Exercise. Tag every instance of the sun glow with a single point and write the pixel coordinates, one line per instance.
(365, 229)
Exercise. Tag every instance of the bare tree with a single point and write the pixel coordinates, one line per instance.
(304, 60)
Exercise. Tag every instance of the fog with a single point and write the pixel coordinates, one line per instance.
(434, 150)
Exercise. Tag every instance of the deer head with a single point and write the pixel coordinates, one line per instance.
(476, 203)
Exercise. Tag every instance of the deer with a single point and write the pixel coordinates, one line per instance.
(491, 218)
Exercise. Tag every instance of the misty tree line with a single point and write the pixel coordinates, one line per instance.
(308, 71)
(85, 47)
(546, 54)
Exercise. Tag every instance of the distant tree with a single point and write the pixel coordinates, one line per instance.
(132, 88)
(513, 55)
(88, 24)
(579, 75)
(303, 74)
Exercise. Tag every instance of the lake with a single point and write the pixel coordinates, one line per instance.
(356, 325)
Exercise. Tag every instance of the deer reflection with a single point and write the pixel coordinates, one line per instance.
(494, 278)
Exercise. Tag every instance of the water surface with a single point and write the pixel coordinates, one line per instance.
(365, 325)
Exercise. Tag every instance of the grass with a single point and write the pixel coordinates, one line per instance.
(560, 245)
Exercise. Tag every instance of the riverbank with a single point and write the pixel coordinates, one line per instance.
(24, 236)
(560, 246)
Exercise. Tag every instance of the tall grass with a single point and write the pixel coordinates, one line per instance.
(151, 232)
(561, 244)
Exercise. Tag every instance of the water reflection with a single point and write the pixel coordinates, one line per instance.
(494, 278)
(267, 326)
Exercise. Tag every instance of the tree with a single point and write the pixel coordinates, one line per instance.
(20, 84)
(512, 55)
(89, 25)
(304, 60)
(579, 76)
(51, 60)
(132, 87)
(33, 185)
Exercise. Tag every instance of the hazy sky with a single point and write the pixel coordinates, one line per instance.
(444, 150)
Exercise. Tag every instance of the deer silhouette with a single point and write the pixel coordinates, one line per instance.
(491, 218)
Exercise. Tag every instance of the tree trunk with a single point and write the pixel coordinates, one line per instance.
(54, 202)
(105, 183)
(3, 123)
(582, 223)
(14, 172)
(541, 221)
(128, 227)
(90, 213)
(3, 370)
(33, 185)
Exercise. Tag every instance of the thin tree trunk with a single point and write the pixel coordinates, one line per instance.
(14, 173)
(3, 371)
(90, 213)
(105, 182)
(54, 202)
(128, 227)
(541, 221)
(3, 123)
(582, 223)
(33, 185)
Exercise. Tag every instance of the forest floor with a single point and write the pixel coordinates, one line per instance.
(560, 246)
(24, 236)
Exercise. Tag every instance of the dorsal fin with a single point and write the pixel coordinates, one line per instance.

==

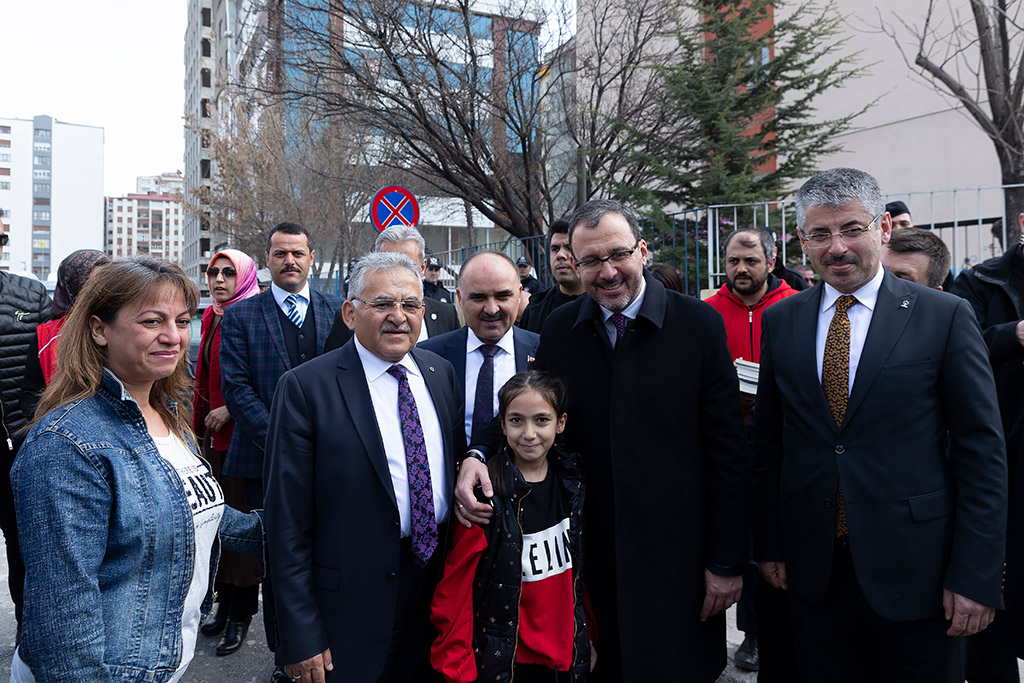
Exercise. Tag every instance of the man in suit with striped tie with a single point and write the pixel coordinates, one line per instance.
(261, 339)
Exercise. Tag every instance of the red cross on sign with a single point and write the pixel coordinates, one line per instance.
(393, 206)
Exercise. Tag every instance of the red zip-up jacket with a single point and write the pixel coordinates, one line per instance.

▸ **TASK STATEMENT**
What you give back should be only the lines of the records above, starting at the line with "Exercise. Tag every instance of the riverbank" and ending at the line with "Exercise. Tag every instance of the dorsal", restated word for word.

▸ **COMPLETED EXERCISE**
Exercise. Tag every instance of the riverbank with a single point and write the pixel coordinates, one line per instance.
(24, 236)
(560, 246)
Exercise. Tag every instance of the tall grass with a single point and write the pixel coordinates, one line per instance.
(151, 232)
(561, 244)
Exercise. Tag every instance of the water reflection with a single point and write the pixel coordinates, one line per instance.
(494, 278)
(267, 326)
Exercise. Tag every instance of the tree with a single point and write the pixel coordinates, one line per instance.
(20, 84)
(512, 55)
(89, 25)
(304, 60)
(579, 76)
(51, 60)
(132, 87)
(33, 185)
Exercise. Tag every instance of the hazy sky with a single point and write the pixel coordinates, one line per instance.
(444, 150)
Exercise. Tag every instance of the deer silhouette with a single point and write the pixel coordinates, one line per instance.
(491, 218)
Exercise. Tag every instance of the tree trunk with a single point and write the pixel coordinates, one line per instance.
(54, 202)
(105, 183)
(3, 123)
(582, 223)
(14, 172)
(541, 221)
(128, 227)
(90, 213)
(3, 370)
(33, 185)
Exercise. Tag every instance of the thin tree trunk with a single point and write the pixel coordinates, one line per instance.
(14, 173)
(3, 371)
(90, 213)
(105, 182)
(54, 202)
(128, 227)
(541, 221)
(3, 123)
(582, 223)
(33, 185)
Exercise. Tag every instance of the forest floor with a single point and write the pixel coordinates, one line per instance.
(560, 246)
(24, 236)
Exercise. Tag every instance of the dorsal fin with a single point and write the pixel coordinates, one line per instance.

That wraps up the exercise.